• WORK TO BE COMPLETED
Can you turn the items below, starting at the first line and ending at the line that contains "x=109, y=153", into a numbered list with blank lines left out?

• TASK MATERIAL
┌──
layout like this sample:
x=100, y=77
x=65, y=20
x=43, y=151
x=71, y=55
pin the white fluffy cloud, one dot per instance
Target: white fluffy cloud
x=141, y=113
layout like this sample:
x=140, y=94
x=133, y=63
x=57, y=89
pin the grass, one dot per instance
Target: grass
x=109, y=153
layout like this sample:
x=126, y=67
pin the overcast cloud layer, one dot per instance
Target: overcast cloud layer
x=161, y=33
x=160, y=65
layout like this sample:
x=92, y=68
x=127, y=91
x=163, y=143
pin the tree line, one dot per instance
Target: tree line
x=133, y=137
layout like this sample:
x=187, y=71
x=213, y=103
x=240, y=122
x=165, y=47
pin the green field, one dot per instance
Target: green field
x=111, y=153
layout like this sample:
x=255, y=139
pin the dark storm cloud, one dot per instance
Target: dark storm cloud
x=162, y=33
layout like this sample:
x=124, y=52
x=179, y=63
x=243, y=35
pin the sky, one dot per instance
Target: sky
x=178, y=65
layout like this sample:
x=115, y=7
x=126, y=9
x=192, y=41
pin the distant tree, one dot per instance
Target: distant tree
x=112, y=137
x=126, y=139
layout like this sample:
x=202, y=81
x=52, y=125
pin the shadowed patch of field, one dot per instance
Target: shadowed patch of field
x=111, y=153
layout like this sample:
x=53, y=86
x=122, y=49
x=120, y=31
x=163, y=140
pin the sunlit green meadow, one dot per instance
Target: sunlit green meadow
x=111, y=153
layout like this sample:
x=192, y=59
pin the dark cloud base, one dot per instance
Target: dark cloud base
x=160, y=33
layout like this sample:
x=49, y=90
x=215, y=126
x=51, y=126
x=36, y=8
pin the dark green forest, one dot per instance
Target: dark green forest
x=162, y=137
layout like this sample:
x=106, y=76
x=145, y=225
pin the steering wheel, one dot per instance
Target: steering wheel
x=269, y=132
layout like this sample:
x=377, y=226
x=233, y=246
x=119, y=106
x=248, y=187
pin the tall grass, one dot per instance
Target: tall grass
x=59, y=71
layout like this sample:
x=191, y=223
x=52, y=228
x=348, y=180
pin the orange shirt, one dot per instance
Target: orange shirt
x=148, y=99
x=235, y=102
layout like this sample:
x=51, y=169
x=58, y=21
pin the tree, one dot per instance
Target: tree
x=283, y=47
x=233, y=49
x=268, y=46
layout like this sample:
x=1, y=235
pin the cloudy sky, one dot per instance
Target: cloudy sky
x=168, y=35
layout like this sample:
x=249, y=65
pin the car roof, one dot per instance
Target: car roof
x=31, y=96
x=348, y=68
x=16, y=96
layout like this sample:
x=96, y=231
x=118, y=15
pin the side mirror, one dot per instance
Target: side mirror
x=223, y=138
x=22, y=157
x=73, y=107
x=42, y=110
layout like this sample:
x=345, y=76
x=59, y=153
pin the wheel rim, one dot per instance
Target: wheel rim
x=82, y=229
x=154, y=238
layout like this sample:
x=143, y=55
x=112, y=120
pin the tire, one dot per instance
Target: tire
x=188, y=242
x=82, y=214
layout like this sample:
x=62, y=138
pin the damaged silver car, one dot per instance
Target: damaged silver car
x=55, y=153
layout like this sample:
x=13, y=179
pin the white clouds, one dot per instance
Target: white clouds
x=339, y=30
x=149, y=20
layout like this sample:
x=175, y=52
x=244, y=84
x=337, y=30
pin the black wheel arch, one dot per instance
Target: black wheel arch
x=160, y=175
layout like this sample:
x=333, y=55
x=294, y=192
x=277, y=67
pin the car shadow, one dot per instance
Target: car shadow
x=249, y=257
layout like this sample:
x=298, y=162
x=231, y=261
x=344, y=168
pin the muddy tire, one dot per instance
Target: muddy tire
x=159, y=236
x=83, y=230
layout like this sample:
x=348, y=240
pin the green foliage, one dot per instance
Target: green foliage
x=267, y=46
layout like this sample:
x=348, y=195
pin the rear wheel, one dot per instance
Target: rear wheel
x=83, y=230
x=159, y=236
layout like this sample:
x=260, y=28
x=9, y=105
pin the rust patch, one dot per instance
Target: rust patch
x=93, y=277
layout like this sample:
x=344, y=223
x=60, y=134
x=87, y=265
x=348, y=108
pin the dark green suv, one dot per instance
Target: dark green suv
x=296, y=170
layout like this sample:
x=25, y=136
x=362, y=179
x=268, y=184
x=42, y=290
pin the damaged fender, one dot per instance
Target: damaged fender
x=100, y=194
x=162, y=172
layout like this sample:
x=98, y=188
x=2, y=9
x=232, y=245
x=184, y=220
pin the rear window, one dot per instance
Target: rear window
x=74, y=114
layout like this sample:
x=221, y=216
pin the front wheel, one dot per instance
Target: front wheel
└──
• FULL RESPONSE
1. layout like this sample:
2. x=100, y=77
3. x=65, y=20
4. x=43, y=151
5. x=71, y=55
6. pin the white fluffy cloud, one dot per instance
7. Target: white fluffy cloud
8. x=141, y=113
9. layout like this sample:
10. x=140, y=94
11. x=133, y=63
12. x=57, y=89
13. pin the grass, one dot per instance
14. Target: grass
15. x=109, y=153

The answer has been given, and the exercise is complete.